RECORDS SHOWN -
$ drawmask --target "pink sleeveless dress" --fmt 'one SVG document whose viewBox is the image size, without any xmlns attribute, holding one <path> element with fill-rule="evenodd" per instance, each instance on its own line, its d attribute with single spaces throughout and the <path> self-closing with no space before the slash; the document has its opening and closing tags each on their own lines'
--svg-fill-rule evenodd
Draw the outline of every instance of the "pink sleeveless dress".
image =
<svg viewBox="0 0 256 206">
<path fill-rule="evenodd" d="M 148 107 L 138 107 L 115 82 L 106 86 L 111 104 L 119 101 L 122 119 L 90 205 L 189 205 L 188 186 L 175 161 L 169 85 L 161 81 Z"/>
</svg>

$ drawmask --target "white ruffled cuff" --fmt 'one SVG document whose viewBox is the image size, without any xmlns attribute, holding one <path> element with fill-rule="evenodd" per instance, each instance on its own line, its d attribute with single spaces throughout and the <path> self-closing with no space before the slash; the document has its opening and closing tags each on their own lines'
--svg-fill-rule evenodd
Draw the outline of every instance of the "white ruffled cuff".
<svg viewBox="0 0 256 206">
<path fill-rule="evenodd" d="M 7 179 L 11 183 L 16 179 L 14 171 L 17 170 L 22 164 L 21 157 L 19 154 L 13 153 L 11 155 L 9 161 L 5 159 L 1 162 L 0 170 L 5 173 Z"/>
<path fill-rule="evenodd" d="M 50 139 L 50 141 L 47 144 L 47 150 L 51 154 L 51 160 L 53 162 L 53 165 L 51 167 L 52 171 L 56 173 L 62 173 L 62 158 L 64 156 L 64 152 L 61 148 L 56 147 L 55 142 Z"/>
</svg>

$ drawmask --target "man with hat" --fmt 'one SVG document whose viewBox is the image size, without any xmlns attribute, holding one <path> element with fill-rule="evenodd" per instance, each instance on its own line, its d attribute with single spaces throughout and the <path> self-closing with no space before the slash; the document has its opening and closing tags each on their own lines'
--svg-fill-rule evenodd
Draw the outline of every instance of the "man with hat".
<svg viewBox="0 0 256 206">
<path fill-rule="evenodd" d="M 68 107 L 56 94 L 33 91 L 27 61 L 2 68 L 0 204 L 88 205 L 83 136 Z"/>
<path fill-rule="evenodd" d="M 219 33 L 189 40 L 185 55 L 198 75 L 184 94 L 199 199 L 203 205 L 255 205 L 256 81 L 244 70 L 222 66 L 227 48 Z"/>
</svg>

WORK REQUIRED - Output all of the material, please, exactly as it stands.

WRITTEN REPLY -
$ drawmask --target "pink sleeveless dress" --fmt 'one SVG document whose viewBox is the image size, without any xmlns attribute, holding one <path> element with fill-rule="evenodd" per instance, each instance on its own line, its d attribute with single spaces throughout and the <path> self-closing with no space before the slash; the document has its opening and closing tags each on their own lines'
--svg-fill-rule evenodd
Draw the outline of every instance of the "pink sleeveless dress".
image =
<svg viewBox="0 0 256 206">
<path fill-rule="evenodd" d="M 148 107 L 138 107 L 115 82 L 106 86 L 111 104 L 119 101 L 122 119 L 90 205 L 189 205 L 188 186 L 175 161 L 169 85 L 161 81 Z"/>
</svg>

$ drawmask --target "white ruffled cuff" --fmt 'one SVG document whose viewBox is the image size, without any xmlns attribute, holding one <path> element with fill-rule="evenodd" per instance, each instance on its own line, its d attribute with single spaces throughout and the <path> self-closing with no space before the slash; the document has its opening and closing tags each on their own lines'
--svg-fill-rule evenodd
Draw the outline of every instance of the "white ruffled cuff".
<svg viewBox="0 0 256 206">
<path fill-rule="evenodd" d="M 7 179 L 11 183 L 16 179 L 14 171 L 17 170 L 22 164 L 21 157 L 19 154 L 13 153 L 11 155 L 9 161 L 5 159 L 1 162 L 0 170 L 5 173 Z"/>
<path fill-rule="evenodd" d="M 50 139 L 50 141 L 47 144 L 47 150 L 51 154 L 51 160 L 53 162 L 53 165 L 51 167 L 52 171 L 56 173 L 62 173 L 62 158 L 64 156 L 64 152 L 61 148 L 56 147 L 55 142 Z"/>
</svg>

$ drawmask --target "man with hat" --fmt 'one SVG document whose viewBox is the image size, without any xmlns attribute, holding one <path> element with fill-rule="evenodd" per instance, each instance on its own line, its d attribute with single spaces throughout and the <path> self-closing with no space before the slash; the document has its opening and closing tags each on their own lines'
--svg-fill-rule evenodd
Draw the outline of every instance of the "man with hat".
<svg viewBox="0 0 256 206">
<path fill-rule="evenodd" d="M 68 107 L 56 94 L 33 91 L 27 61 L 2 68 L 0 204 L 88 205 L 83 136 Z"/>
<path fill-rule="evenodd" d="M 219 33 L 189 40 L 185 55 L 198 75 L 184 94 L 199 199 L 203 205 L 255 205 L 256 81 L 244 70 L 222 66 L 227 48 Z"/>
</svg>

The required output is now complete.